* Start *

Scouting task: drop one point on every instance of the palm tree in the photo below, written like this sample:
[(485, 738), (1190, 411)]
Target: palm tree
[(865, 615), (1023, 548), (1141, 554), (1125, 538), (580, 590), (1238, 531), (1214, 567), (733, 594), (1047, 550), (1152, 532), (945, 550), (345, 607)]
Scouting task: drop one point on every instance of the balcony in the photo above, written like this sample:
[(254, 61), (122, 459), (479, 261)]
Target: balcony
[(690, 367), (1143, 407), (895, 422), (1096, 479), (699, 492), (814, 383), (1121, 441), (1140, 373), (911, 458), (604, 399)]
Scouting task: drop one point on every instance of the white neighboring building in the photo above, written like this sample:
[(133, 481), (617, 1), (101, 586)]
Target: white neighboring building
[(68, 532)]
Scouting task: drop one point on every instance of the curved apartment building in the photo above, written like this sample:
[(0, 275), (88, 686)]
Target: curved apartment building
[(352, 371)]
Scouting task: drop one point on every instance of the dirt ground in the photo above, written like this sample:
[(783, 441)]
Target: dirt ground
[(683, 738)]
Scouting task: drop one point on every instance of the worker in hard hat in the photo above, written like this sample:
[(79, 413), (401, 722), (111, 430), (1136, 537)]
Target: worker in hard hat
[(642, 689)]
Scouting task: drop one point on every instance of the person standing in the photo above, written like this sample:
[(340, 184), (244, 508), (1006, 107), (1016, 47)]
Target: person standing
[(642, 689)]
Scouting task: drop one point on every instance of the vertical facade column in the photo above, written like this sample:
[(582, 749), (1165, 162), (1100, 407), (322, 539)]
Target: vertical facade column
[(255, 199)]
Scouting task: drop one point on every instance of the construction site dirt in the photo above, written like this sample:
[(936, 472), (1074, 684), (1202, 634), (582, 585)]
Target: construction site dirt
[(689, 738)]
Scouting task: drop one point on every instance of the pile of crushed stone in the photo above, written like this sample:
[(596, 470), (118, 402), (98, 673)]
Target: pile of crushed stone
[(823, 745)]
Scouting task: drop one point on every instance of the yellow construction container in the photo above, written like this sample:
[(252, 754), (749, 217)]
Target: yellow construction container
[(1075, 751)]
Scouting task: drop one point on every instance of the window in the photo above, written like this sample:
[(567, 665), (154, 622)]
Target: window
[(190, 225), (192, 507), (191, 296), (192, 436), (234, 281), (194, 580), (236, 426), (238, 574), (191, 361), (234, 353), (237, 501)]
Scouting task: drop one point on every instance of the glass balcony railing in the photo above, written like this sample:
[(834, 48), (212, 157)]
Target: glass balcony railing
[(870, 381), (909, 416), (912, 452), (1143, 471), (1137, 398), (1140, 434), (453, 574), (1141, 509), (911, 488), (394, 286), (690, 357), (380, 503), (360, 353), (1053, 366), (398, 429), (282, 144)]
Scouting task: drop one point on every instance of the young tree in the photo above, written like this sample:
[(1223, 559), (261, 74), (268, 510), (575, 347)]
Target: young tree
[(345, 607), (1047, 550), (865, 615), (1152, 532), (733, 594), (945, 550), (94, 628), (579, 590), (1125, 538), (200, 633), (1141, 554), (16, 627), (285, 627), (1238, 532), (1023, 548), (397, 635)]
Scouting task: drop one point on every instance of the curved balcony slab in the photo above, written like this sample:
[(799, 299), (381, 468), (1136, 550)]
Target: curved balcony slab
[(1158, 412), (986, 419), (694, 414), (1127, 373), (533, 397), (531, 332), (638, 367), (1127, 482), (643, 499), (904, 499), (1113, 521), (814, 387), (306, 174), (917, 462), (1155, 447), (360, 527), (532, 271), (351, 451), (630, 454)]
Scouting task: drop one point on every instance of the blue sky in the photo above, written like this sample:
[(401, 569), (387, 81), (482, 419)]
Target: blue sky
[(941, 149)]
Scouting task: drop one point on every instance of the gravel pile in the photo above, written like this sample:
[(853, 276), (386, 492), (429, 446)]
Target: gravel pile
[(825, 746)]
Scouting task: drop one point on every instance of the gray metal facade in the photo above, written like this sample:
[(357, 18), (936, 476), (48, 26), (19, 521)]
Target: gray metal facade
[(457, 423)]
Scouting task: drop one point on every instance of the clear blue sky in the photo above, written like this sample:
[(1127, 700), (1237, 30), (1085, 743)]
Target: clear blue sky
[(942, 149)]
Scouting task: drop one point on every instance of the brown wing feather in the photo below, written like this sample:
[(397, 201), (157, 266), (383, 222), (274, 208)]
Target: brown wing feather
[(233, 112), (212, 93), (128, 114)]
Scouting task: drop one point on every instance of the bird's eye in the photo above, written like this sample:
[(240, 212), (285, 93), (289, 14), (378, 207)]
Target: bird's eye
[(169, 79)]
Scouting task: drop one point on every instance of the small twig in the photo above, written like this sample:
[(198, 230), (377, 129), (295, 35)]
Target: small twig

* End *
* Start *

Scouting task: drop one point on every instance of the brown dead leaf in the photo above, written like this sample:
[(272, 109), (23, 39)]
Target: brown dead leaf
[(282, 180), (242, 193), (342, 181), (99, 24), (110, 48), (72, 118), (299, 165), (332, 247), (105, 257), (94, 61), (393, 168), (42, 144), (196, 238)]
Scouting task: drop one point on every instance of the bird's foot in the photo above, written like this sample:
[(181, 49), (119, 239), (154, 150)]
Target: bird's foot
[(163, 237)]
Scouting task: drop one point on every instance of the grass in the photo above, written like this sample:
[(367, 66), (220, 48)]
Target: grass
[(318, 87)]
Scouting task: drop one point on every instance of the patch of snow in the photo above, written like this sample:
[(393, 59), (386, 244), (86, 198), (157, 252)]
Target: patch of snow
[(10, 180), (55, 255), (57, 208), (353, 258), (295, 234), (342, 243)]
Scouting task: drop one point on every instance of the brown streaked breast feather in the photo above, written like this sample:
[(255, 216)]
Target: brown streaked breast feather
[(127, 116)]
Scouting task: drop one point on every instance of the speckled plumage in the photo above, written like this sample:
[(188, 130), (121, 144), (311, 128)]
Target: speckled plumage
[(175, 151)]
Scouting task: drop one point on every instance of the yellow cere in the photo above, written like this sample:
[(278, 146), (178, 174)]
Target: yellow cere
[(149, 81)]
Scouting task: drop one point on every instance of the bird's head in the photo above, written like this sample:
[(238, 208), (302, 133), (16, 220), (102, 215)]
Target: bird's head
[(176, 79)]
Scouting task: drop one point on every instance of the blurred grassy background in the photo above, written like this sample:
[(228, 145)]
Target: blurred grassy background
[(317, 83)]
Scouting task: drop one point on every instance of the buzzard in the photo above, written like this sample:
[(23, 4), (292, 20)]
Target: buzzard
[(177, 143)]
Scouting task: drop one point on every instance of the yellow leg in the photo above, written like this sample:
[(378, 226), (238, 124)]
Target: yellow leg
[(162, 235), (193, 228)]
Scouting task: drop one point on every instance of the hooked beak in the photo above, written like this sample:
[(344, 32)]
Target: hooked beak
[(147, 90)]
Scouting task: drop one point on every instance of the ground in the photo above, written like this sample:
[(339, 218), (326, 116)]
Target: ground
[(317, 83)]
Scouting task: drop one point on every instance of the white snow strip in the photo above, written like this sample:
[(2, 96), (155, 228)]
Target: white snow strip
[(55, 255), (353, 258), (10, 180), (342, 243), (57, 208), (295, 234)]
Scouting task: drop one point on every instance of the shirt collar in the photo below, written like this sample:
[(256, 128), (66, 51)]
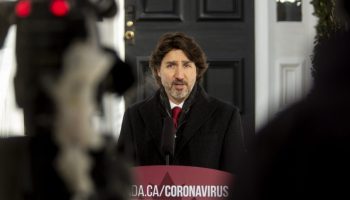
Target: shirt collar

* End *
* Start *

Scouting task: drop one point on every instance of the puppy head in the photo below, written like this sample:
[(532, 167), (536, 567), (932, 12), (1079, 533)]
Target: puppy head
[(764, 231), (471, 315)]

* End *

Output the records from the line with "Scouting task: drop one point on every instance of the palm" to the line with "[(689, 738)]" as a Markdown table with the columns Row and Record line, leaving out blank lines.

| Row | Record line |
|---|---|
| 1 | Scouting task: drop one point on every instance of the palm tree in the photo below, written like this sample: |
| 2 | [(485, 738), (1190, 411)] |
| 3 | Target: palm tree |
| 4 | [(865, 615), (1023, 548), (1141, 554), (1125, 538), (580, 590), (1238, 531), (1214, 567), (733, 594), (1047, 550), (1152, 532), (945, 550), (345, 607)] |
| 5 | Scouting task: drop one point on every instance of the balcony in the photo above, written like this sample: |
| 6 | [(254, 61), (122, 459), (479, 261)] |
| 7 | Target: balcony |
| 8 | [(690, 367), (1143, 407), (895, 422), (1096, 479), (699, 492), (814, 383), (1121, 441), (1140, 373), (911, 458), (604, 399)] |
| 9 | Scouting task: drop one point on every instance of the white neighboring building in the photo above, written like this sample: |
| 10 | [(133, 481), (617, 1), (101, 586)] |
| 11 | Target: white neighboring building |
| 12 | [(68, 532)] |
| 13 | Scouting task: drop one point on every instance of the curved apartment building in the photo above, written like this sample: |
| 14 | [(0, 275), (88, 686)] |
| 15 | Target: curved apartment building |
| 16 | [(352, 371)] |
| 17 | Scouting task: drop one point on every instance of the dirt ground in the photo above, written like this sample: |
| 18 | [(783, 441)] |
| 19 | Target: dirt ground |
| 20 | [(683, 738)] |
| 21 | Scouting task: drop one point on every instance of the worker in hard hat in the photo above, written like this sample: |
| 22 | [(79, 413), (401, 722), (111, 430), (1136, 537)] |
| 23 | Target: worker in hard hat |
| 24 | [(642, 689)] |
| 25 | Scouting task: drop one point on every instance of the person standing in the photo above, written like this sample: |
| 26 | [(340, 184), (244, 508), (1006, 107), (1016, 47)] |
| 27 | Target: person standing |
| 28 | [(642, 689)] |
| 29 | Scouting task: drop one point on every instance of the vertical facade column in the photo above, written like this sample: |
| 30 | [(582, 749), (1165, 162), (1100, 407), (322, 539)] |
| 31 | Target: vertical facade column |
| 32 | [(255, 199)] |
| 33 | Scouting task: drop one point on every instance of the construction site dirt in the photo above, written like this sample: |
| 34 | [(936, 472), (1074, 684), (1202, 634), (582, 585)] |
| 35 | Target: construction site dirt |
| 36 | [(689, 738)] |